*Records for this task*
▽
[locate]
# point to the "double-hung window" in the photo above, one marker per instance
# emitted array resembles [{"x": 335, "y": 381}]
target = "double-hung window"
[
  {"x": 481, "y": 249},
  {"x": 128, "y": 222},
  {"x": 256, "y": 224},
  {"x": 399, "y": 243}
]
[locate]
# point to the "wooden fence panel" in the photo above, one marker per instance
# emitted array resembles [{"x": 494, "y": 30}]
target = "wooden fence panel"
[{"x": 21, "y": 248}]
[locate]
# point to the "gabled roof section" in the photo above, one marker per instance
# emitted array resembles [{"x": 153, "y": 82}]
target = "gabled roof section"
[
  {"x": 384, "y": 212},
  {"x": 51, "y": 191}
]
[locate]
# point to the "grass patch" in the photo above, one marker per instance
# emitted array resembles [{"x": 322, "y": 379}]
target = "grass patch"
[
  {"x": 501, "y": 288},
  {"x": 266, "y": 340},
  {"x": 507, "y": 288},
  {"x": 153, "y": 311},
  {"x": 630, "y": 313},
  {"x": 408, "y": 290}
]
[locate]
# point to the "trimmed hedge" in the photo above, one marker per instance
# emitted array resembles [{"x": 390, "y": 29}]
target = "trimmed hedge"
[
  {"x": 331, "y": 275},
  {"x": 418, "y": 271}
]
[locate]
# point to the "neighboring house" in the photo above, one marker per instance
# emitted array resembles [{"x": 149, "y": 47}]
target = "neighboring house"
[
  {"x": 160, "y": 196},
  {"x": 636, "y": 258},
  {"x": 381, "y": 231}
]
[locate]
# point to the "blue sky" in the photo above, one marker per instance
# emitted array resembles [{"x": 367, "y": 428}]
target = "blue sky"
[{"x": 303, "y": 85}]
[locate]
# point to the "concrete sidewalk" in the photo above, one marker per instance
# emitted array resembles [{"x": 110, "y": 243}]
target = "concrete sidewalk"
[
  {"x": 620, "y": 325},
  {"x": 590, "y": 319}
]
△
*Stated exercise*
Report each line in the records above that contains the string "hedge", copying every such line in full. Case counts.

*Task response*
# point to the "trimmed hedge" in the photo above, one marker per instance
target = "trimmed hedge"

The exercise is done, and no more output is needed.